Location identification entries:
****************

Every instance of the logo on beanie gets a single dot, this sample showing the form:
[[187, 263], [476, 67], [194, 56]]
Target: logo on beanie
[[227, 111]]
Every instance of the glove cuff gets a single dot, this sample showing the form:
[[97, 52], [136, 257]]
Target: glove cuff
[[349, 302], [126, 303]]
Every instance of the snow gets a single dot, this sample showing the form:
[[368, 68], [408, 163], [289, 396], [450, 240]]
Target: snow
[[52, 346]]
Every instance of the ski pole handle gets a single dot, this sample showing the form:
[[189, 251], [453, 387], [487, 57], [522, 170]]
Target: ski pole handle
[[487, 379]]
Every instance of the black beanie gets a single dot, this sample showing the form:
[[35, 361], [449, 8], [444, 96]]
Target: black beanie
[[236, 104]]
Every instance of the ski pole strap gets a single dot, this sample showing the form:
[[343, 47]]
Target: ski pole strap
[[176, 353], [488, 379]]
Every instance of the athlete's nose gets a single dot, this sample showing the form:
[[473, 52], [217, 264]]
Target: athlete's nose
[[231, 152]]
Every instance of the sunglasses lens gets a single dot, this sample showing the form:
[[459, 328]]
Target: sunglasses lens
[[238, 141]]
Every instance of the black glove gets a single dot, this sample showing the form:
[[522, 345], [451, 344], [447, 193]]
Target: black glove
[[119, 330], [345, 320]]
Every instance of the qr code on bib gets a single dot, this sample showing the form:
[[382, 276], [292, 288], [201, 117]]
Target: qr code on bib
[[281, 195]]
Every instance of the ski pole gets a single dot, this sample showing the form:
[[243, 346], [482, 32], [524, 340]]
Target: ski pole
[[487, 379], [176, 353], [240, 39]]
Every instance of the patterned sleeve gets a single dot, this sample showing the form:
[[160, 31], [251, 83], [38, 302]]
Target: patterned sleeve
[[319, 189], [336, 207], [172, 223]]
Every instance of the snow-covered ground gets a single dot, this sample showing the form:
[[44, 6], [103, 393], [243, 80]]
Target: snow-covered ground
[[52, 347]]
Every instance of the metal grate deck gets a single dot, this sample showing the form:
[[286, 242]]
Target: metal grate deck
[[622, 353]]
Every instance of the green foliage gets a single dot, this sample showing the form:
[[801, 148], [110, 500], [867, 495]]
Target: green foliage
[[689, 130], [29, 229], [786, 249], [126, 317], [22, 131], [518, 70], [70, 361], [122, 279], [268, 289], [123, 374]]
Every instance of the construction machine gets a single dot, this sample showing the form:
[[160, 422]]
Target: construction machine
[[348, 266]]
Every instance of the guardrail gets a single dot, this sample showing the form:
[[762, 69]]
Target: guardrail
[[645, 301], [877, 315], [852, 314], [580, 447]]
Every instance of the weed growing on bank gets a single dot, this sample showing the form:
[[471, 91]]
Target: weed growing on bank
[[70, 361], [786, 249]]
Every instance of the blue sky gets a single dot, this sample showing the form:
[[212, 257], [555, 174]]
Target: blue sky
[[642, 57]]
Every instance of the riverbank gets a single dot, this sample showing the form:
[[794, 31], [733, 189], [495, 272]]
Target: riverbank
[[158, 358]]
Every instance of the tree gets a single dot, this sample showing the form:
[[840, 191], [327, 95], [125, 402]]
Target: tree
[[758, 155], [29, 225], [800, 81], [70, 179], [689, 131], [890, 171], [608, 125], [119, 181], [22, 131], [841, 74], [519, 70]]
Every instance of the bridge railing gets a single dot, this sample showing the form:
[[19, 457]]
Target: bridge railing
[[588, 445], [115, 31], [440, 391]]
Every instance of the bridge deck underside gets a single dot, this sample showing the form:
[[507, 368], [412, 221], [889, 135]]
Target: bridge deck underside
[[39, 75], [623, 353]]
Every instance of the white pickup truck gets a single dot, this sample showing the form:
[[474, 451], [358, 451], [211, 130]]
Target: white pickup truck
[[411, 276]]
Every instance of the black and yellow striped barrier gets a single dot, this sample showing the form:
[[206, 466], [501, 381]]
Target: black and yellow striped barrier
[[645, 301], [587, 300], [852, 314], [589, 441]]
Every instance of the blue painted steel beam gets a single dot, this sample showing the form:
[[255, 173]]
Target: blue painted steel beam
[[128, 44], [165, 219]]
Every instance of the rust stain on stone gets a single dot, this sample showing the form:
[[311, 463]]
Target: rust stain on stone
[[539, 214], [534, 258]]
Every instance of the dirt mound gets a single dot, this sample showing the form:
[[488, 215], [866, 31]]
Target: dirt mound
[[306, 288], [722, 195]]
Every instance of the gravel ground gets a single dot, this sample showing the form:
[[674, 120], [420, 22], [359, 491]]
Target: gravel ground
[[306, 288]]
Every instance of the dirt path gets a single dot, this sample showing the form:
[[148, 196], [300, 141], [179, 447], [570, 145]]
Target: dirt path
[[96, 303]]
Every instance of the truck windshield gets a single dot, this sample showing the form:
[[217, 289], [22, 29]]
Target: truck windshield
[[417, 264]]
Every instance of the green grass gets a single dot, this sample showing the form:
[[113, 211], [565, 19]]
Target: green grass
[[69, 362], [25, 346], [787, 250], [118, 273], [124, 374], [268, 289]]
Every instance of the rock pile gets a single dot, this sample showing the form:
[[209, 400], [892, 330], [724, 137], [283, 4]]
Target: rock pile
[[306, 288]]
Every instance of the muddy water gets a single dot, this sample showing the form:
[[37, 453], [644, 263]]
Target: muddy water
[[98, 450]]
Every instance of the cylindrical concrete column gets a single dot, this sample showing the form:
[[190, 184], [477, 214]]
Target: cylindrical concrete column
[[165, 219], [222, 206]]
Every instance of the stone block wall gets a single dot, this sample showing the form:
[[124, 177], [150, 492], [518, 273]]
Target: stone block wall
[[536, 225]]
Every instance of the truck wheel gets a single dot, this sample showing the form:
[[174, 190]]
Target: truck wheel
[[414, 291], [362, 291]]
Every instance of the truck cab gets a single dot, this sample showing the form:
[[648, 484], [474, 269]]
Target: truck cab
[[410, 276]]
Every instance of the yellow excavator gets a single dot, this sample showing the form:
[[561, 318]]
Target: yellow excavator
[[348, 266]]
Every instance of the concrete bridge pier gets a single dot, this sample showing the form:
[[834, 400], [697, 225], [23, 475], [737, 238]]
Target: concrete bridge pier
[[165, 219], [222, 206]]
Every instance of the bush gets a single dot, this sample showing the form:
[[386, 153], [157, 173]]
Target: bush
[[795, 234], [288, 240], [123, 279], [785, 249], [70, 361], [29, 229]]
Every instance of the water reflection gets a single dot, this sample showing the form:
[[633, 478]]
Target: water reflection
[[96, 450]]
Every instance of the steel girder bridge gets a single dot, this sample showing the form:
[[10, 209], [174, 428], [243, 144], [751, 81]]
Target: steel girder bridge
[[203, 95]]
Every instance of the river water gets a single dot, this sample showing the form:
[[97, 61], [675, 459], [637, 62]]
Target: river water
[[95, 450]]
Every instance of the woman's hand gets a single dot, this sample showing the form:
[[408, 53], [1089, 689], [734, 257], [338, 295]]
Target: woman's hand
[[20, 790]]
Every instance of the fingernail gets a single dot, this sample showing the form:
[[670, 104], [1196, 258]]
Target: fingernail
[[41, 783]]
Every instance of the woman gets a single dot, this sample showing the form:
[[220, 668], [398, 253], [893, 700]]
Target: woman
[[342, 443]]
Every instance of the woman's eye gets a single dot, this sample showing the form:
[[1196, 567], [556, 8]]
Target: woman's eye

****************

(TASK OBJECTIVE): Quote, word for word, every line starting at the one that contains "Every instance of the concrete" and ending with the final line of the entries.

(RESPONSE TO THE EXERCISE):
Every instance of the concrete bridge pier gets a single dot, this sample showing the form:
[[834, 400], [697, 225], [23, 475], [737, 238]]
Target: concrete bridge pier
[[165, 219], [222, 206]]
Every instance of the bush gets a single dot, this sample showing the form:
[[386, 153], [157, 173]]
Target: bush
[[795, 234], [288, 240], [123, 279], [785, 249], [70, 361], [29, 229]]
Every instance of the water reflection gets a single dot, this sample showing the form:
[[633, 478]]
Target: water reflection
[[96, 450]]
Every instance of the steel girder bridge gets a single dot, this sample showing the form:
[[10, 209], [174, 428], [243, 144], [751, 81]]
Target: steel girder bridge
[[203, 95]]
Every instance of the river water gets a single dot, this sample showing the form:
[[97, 61], [675, 459], [637, 62]]
Target: river water
[[95, 450]]
Every instance of the woman's hand gets a single dot, this sample showing the form:
[[408, 53], [1089, 689], [734, 257], [338, 295]]
Target: woman's hand
[[20, 790]]
Every instance of the fingernail gets a single dot, this sample showing the form:
[[670, 104], [1196, 258]]
Target: fingernail
[[41, 783]]
Every instance of the woman gets a single dot, this sample showing the form:
[[220, 668], [398, 253], [893, 700]]
Target: woman
[[342, 443]]
Every instance of the woman's eye gets a single dot, this sample showing the form:
[[1196, 567], [556, 8]]
Target: woman's eye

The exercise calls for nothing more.